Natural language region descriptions
☆ ☆ ☆ ☆

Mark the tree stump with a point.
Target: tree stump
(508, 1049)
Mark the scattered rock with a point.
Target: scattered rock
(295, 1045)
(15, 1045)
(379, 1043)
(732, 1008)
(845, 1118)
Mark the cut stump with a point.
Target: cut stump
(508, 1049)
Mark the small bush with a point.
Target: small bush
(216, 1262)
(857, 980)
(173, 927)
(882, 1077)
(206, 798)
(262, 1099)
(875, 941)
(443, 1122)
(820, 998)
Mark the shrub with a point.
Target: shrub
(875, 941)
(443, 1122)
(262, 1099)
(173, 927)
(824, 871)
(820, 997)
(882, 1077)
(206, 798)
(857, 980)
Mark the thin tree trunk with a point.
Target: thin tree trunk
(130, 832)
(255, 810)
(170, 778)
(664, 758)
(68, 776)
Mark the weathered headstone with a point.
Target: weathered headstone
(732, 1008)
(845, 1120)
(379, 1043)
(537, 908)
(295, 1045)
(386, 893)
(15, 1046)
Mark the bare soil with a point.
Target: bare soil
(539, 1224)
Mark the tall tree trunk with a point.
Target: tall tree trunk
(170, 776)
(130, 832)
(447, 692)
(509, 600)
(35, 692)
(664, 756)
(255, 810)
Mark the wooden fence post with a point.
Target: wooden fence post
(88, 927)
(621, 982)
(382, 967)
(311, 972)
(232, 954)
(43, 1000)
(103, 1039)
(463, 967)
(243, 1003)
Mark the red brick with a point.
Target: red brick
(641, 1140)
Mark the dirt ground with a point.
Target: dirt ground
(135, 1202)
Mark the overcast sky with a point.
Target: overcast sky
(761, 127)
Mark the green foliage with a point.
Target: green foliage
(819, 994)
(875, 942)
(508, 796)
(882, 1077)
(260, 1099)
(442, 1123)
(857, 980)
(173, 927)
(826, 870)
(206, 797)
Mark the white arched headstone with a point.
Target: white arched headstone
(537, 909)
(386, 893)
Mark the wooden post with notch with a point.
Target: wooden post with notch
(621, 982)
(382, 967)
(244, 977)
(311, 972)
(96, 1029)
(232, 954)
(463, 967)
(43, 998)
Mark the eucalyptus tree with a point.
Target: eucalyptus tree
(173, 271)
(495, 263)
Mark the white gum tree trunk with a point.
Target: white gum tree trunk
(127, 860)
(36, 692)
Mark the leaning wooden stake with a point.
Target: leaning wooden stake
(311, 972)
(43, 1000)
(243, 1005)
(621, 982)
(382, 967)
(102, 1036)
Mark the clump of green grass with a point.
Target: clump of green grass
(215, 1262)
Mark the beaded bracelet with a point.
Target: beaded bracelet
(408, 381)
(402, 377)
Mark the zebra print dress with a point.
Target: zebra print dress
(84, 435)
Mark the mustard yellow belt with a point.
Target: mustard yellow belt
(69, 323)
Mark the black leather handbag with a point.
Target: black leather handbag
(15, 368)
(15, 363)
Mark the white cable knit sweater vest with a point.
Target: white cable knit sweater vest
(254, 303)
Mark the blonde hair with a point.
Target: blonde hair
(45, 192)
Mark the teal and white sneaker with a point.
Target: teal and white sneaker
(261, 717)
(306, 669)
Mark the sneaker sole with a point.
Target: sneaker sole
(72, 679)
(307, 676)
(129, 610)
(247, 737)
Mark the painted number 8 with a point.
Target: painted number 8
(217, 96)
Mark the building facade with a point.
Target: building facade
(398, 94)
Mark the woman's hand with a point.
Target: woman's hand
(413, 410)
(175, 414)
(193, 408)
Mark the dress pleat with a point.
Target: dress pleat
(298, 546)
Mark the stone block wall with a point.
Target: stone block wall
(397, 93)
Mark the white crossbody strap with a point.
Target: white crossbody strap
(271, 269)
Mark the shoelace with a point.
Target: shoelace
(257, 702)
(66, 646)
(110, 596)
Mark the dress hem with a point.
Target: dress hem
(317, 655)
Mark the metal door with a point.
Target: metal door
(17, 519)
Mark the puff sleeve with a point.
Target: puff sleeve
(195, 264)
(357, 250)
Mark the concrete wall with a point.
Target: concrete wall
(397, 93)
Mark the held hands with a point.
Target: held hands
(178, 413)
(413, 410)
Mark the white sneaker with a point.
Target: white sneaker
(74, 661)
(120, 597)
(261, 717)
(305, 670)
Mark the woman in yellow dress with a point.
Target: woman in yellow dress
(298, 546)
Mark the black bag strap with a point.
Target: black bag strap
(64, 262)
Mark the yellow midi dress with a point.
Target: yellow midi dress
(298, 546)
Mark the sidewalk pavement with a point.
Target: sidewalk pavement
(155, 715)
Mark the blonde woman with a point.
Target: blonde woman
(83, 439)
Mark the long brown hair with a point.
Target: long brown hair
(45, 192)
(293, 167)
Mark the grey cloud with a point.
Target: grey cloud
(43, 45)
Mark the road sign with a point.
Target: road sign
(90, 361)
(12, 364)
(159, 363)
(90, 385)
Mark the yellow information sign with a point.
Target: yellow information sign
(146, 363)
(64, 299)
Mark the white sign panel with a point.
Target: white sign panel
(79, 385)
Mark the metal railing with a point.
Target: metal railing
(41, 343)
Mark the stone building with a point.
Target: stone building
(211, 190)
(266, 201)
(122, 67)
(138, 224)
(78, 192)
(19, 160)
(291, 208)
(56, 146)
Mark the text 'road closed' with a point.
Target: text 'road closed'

☆ ☆ ☆ ☆

Task item. Copy out each line of the records where the string "closed" appears.

Solved exercise.
Mark the text 'road closed' with a point.
Target: text 'road closed'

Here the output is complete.